• [SUPPLIED PASSAGE]:
-----

1. Open Control Panel. (Classic View)
2. Click Power Options icon. 
3. Click Change plan settings under your power plan. 
4. Click Change advanced power settings.
5. Check for incorrect settings and make changes as needed.
6. Click OK to apply.

NOTE: Power settings control the computer’s ability to go into and come out of sleep/standby mode.

Recommended Settings To Check:

A) Under Hard Disk settings, set to Never
B) Under Multimedia settings, have them set to Allow the computer to sleep.
C) Under USB settings, have it set to Disabled.
D) Under Sleep Set to Never (No Sleep Mode)

*Disable transient multi-monitor manager to speed up boot times*

1. Open the 'start' menu and right click on 'computer.
2. Choose 'manage.'
3. In the computer management window, expand “Task scheduler\Task scheduler library\Microsoft\Windows\MobilePC”.

-----

• [INFORMATION PROVIDED]:

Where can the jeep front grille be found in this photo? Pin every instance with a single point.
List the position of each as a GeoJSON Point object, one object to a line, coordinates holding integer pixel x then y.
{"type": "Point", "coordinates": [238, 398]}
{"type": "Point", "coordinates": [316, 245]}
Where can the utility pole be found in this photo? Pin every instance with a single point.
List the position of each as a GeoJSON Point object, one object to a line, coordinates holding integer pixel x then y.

-----

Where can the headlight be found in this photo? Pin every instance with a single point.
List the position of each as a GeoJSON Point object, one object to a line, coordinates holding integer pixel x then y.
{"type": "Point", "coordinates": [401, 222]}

-----

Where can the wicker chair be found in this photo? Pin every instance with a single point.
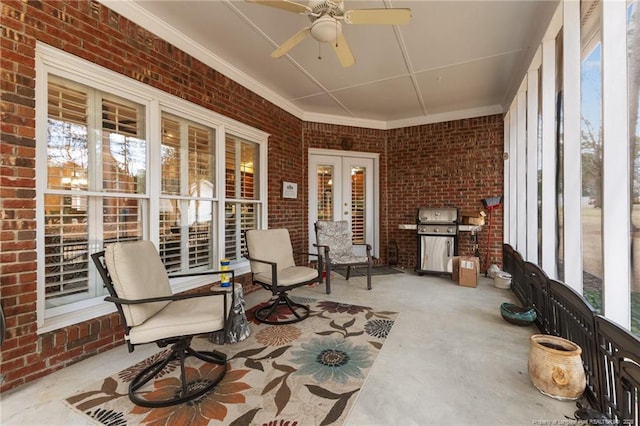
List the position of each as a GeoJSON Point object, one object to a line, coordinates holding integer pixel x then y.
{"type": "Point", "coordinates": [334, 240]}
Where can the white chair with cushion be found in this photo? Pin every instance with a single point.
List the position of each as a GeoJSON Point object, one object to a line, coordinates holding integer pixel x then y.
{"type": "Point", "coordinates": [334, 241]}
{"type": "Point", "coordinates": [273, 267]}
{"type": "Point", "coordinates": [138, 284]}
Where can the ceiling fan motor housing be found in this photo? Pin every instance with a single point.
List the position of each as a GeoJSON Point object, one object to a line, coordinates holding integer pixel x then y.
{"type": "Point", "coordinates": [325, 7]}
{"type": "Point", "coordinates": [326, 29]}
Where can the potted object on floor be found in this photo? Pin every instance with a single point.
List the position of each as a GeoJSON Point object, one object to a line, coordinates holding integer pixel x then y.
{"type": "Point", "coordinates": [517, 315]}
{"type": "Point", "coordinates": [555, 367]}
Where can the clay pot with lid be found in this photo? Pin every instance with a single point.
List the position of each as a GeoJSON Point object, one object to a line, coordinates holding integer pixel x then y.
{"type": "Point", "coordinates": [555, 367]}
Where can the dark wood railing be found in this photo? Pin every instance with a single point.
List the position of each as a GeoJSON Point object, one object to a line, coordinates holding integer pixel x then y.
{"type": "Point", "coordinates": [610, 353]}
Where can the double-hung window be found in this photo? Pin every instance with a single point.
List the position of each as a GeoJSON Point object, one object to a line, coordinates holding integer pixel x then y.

-----

• [WRITTEN TASKS]:
**a)** In the power settings guide, what should the Sleep setting be set to?
**b)** Update the power settings guide: write out again the part that opens with the words containing "A) Under Hard" and closes with "set to Disabled.", changing "Disabled" to "Enabled".

• [ANSWER SET]:
**a)** Never (No Sleep Mode).

**b)**
A) Under Hard Disk settings, set to Never
B) Under Multimedia settings, have them set to Allow the computer to sleep.
C) Under USB settings, have it set to Enabled.